* Set problem: Please return every line of the material below that contains the string "parts", with case counting.

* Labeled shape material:
------------------------------------

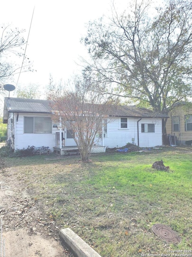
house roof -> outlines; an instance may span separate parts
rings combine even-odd
[[[3,122],[6,123],[10,112],[51,113],[53,111],[50,104],[47,100],[5,97]],[[145,108],[135,106],[118,106],[110,116],[138,118],[166,118],[167,115],[153,111]]]

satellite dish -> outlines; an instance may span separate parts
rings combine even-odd
[[[9,91],[9,94],[10,91],[13,91],[15,89],[15,87],[13,85],[10,85],[10,84],[6,84],[4,85],[3,87],[5,90]]]

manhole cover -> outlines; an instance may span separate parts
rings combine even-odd
[[[181,239],[177,234],[171,228],[165,225],[156,224],[152,226],[154,233],[168,243],[178,243]]]

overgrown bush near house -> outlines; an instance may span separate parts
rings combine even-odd
[[[32,146],[28,147],[27,149],[16,149],[10,152],[9,147],[5,146],[0,148],[0,156],[2,157],[26,157],[34,155],[34,149]]]
[[[13,157],[26,157],[32,156],[34,155],[34,149],[32,146],[28,147],[26,149],[16,149],[12,155]]]

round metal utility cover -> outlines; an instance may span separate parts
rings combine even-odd
[[[177,234],[167,226],[155,224],[153,225],[152,229],[155,234],[168,243],[176,243],[181,242],[181,239]]]

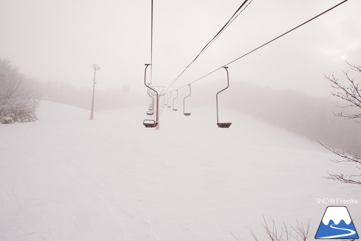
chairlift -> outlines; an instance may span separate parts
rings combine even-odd
[[[148,90],[151,90],[155,92],[155,93],[156,94],[156,96],[157,96],[156,104],[157,104],[157,107],[158,107],[158,92],[157,92],[153,89],[152,89],[152,88],[150,87],[149,85],[147,85],[147,84],[145,83],[145,79],[146,79],[146,73],[147,73],[147,68],[148,68],[148,66],[149,66],[149,65],[150,65],[149,64],[145,64],[145,69],[144,70],[144,85],[148,88]],[[147,114],[148,114],[148,112],[147,112]],[[148,115],[151,115],[148,114]],[[153,128],[153,127],[155,127],[156,126],[157,126],[157,125],[158,125],[158,111],[157,111],[156,114],[155,120],[147,120],[147,119],[144,120],[143,121],[143,125],[144,125],[144,126],[146,128]]]
[[[168,103],[168,100],[169,100],[169,99],[172,98],[172,92],[170,92],[170,94],[171,94],[170,95],[171,96],[169,96],[169,98],[167,99],[167,105],[168,106],[168,108],[171,108],[172,107],[170,105],[169,105],[169,104]]]
[[[217,126],[218,126],[218,127],[219,127],[220,128],[228,128],[229,127],[229,126],[230,126],[231,124],[232,124],[231,122],[220,123],[218,121],[218,94],[229,87],[229,79],[228,78],[228,70],[227,70],[228,67],[223,66],[222,67],[224,68],[226,71],[227,71],[227,87],[222,91],[219,91],[218,93],[217,93],[217,95],[216,95],[216,100],[217,102]]]
[[[149,86],[149,85],[150,85],[150,84],[148,84],[148,87]],[[148,95],[149,96],[149,97],[150,97],[150,98],[152,99],[152,102],[151,102],[151,103],[150,103],[149,104],[149,107],[148,108],[148,111],[147,111],[147,115],[153,115],[153,114],[154,114],[154,113],[153,112],[153,106],[154,104],[154,97],[153,97],[152,96],[151,96],[150,94],[149,94],[149,89],[148,89],[148,91],[147,92],[147,93],[148,93]]]
[[[175,99],[176,99],[178,97],[178,90],[176,90],[176,91],[177,91],[177,96],[176,96],[176,97],[173,99],[173,110],[174,110],[174,111],[177,111],[177,110],[178,110],[178,109],[175,109],[174,108],[174,100]]]
[[[190,96],[190,85],[188,85],[188,86],[189,87],[189,95],[186,96],[185,97],[184,97],[184,98],[183,99],[183,114],[186,116],[190,115],[190,113],[185,113],[184,112],[184,100],[185,99],[185,98],[187,98]]]

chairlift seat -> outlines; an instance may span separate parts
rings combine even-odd
[[[147,121],[148,122],[146,122]],[[158,125],[158,123],[154,120],[144,120],[143,121],[143,125],[147,128],[155,127]]]
[[[230,126],[230,125],[231,124],[231,123],[217,123],[217,125],[218,126],[218,127],[220,128],[228,128]]]

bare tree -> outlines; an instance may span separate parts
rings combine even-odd
[[[356,66],[355,64],[352,65],[346,62],[349,68],[356,72],[361,73],[361,66]],[[361,108],[361,84],[357,83],[355,80],[355,78],[351,77],[349,74],[348,70],[342,71],[345,74],[348,85],[345,86],[340,83],[338,79],[336,78],[334,74],[326,76],[324,74],[325,78],[331,83],[331,86],[336,90],[336,92],[332,93],[333,96],[337,96],[347,102],[347,105],[344,106],[338,106],[342,108]],[[358,110],[360,111],[360,110]],[[349,119],[355,119],[358,123],[361,123],[357,120],[358,118],[361,118],[361,113],[334,113],[335,115],[338,117],[344,117]],[[361,156],[357,153],[351,152],[351,151],[344,151],[337,150],[334,147],[326,146],[318,142],[320,144],[326,147],[332,152],[336,154],[341,157],[341,160],[331,159],[334,162],[350,162],[356,164],[355,167],[360,169],[358,165],[361,164]],[[351,175],[341,174],[330,174],[328,173],[328,176],[326,178],[335,181],[338,181],[343,183],[350,183],[352,184],[361,185],[361,174]]]
[[[22,76],[8,59],[0,59],[0,123],[35,121],[40,99],[22,83]]]
[[[265,216],[262,215],[262,217],[263,217],[264,223],[261,223],[261,224],[266,232],[266,237],[271,241],[290,241],[292,238],[295,239],[297,241],[306,241],[310,236],[310,219],[307,220],[307,223],[305,225],[304,225],[303,223],[300,223],[298,220],[296,220],[297,224],[295,227],[290,225],[295,233],[293,234],[289,231],[287,226],[284,222],[282,222],[283,227],[281,228],[281,230],[279,231],[279,228],[277,229],[274,220],[272,217],[271,217],[272,223],[270,225],[267,223]],[[231,234],[232,234],[231,233]],[[252,230],[251,234],[253,237],[255,241],[258,241],[258,238]],[[233,234],[232,235],[238,241],[240,241],[240,239],[237,239]]]
[[[361,66],[356,66],[351,65],[346,62],[349,67],[352,70],[361,73]],[[342,72],[345,74],[346,79],[349,83],[348,86],[344,86],[340,83],[333,73],[326,76],[324,73],[325,78],[331,83],[331,86],[337,90],[336,92],[332,93],[333,96],[335,96],[345,100],[347,105],[344,106],[338,106],[340,108],[358,107],[361,108],[361,87],[360,83],[355,81],[355,78],[351,78],[349,75],[348,70]],[[337,116],[342,117],[347,119],[356,119],[361,118],[361,113],[344,114],[342,112],[335,114]]]

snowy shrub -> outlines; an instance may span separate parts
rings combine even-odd
[[[8,59],[0,58],[0,123],[29,122],[38,119],[39,96],[22,83],[22,76]]]

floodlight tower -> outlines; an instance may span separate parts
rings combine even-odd
[[[91,112],[90,112],[90,120],[93,119],[93,110],[94,109],[94,90],[95,89],[95,84],[96,83],[96,82],[95,82],[95,72],[97,70],[99,70],[99,69],[100,69],[100,67],[95,64],[93,64],[91,67],[94,69],[94,78],[93,79],[93,99],[91,101]]]

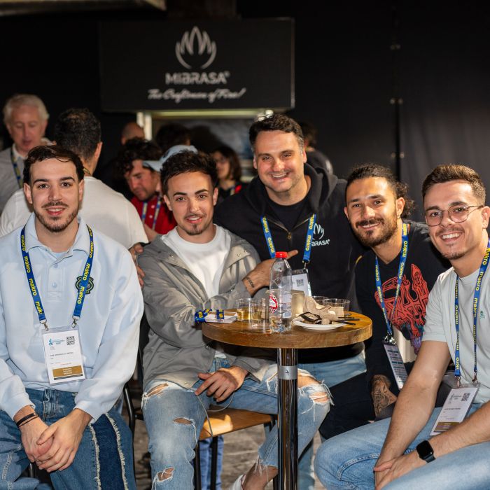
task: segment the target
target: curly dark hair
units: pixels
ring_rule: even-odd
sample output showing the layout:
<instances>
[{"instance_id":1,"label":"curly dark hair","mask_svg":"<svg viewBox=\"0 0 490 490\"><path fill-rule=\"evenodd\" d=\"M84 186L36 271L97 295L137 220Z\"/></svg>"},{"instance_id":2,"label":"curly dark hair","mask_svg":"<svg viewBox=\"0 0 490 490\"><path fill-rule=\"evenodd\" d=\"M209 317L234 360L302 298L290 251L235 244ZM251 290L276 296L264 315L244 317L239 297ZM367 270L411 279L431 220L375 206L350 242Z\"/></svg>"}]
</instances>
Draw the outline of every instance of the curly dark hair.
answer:
<instances>
[{"instance_id":1,"label":"curly dark hair","mask_svg":"<svg viewBox=\"0 0 490 490\"><path fill-rule=\"evenodd\" d=\"M451 181L468 182L479 204L485 204L486 192L479 175L469 167L456 164L439 165L425 178L422 183L422 199L425 199L426 194L433 186Z\"/></svg>"},{"instance_id":2,"label":"curly dark hair","mask_svg":"<svg viewBox=\"0 0 490 490\"><path fill-rule=\"evenodd\" d=\"M214 153L215 151L219 151L230 162L230 174L227 178L239 181L241 178L241 167L240 167L240 159L238 158L237 152L226 145L221 145L211 153Z\"/></svg>"},{"instance_id":3,"label":"curly dark hair","mask_svg":"<svg viewBox=\"0 0 490 490\"><path fill-rule=\"evenodd\" d=\"M384 178L388 182L396 198L403 197L405 200L405 207L402 213L402 218L408 218L412 214L415 207L415 202L408 195L408 184L397 181L391 169L384 165L370 163L355 167L347 177L347 185L345 188L346 196L349 186L354 181L359 181L361 178L369 178L370 177Z\"/></svg>"},{"instance_id":4,"label":"curly dark hair","mask_svg":"<svg viewBox=\"0 0 490 490\"><path fill-rule=\"evenodd\" d=\"M132 138L122 145L115 158L115 174L123 178L125 174L133 169L134 160L159 160L161 156L162 150L156 144L141 138Z\"/></svg>"},{"instance_id":5,"label":"curly dark hair","mask_svg":"<svg viewBox=\"0 0 490 490\"><path fill-rule=\"evenodd\" d=\"M218 183L216 164L211 155L200 152L181 151L169 158L162 167L160 178L164 194L169 190L169 180L181 174L200 172L209 175L214 188Z\"/></svg>"},{"instance_id":6,"label":"curly dark hair","mask_svg":"<svg viewBox=\"0 0 490 490\"><path fill-rule=\"evenodd\" d=\"M285 133L293 133L296 136L300 148L304 148L303 132L300 125L285 114L272 114L267 118L255 121L250 127L248 137L252 149L255 149L257 136L262 131L283 131Z\"/></svg>"},{"instance_id":7,"label":"curly dark hair","mask_svg":"<svg viewBox=\"0 0 490 490\"><path fill-rule=\"evenodd\" d=\"M78 155L57 145L35 146L27 154L24 162L24 183L31 183L31 167L37 162L56 158L59 162L71 162L75 165L78 181L83 180L83 164Z\"/></svg>"},{"instance_id":8,"label":"curly dark hair","mask_svg":"<svg viewBox=\"0 0 490 490\"><path fill-rule=\"evenodd\" d=\"M100 122L88 108L67 109L56 120L54 136L57 145L86 162L101 141Z\"/></svg>"}]
</instances>

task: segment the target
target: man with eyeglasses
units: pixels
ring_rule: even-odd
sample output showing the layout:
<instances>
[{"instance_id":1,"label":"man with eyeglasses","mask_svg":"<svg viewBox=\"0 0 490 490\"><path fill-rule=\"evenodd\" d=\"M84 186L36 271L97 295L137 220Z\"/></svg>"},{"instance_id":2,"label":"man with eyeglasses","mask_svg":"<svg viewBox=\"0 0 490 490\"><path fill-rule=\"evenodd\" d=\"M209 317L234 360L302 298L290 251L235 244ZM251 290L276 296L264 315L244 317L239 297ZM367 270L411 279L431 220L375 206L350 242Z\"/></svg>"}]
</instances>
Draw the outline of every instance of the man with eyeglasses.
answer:
<instances>
[{"instance_id":1,"label":"man with eyeglasses","mask_svg":"<svg viewBox=\"0 0 490 490\"><path fill-rule=\"evenodd\" d=\"M422 346L392 419L319 450L316 469L329 490L490 488L490 207L479 176L463 165L434 169L422 195L430 239L452 267L429 295ZM451 358L454 388L434 409Z\"/></svg>"}]
</instances>

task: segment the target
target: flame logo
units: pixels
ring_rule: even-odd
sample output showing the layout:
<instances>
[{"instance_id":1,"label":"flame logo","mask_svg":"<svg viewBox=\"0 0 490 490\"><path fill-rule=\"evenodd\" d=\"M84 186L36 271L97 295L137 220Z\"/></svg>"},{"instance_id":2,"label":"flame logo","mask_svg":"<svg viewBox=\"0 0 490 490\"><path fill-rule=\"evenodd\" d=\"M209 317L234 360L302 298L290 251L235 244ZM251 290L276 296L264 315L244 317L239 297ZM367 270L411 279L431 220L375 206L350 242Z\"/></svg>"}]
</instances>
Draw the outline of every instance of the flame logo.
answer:
<instances>
[{"instance_id":1,"label":"flame logo","mask_svg":"<svg viewBox=\"0 0 490 490\"><path fill-rule=\"evenodd\" d=\"M321 240L323 238L323 234L325 234L325 230L321 225L318 225L317 223L315 223L315 228L313 231L313 239L314 240Z\"/></svg>"},{"instance_id":2,"label":"flame logo","mask_svg":"<svg viewBox=\"0 0 490 490\"><path fill-rule=\"evenodd\" d=\"M182 56L186 53L191 56L194 55L194 48L196 41L197 44L197 54L200 56L204 54L209 55L208 60L201 65L201 69L207 68L216 57L216 43L214 41L211 41L206 31L201 32L199 30L199 27L194 26L190 33L188 31L186 31L183 36L182 36L181 41L175 43L175 55L177 57L180 64L188 69L191 69L192 66L184 61Z\"/></svg>"}]
</instances>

------------------------------------

* Task answer:
house roof -> outlines; an instance may span separate parts
satellite dish -> outlines; an instance may span separate parts
manhole cover -> outlines; an instance may span separate parts
overgrown bush near house -> outlines; an instance may span separate parts
round metal utility cover -> outlines; an instance may span separate parts
chairlift -> outlines; an instance may span separate parts
chairlift seat -> outlines; an instance may span separate parts
bare tree -> outlines; an instance may span separate parts
snowy shrub -> outlines; an instance may span separate parts
floodlight tower -> outlines; an instance may span separate parts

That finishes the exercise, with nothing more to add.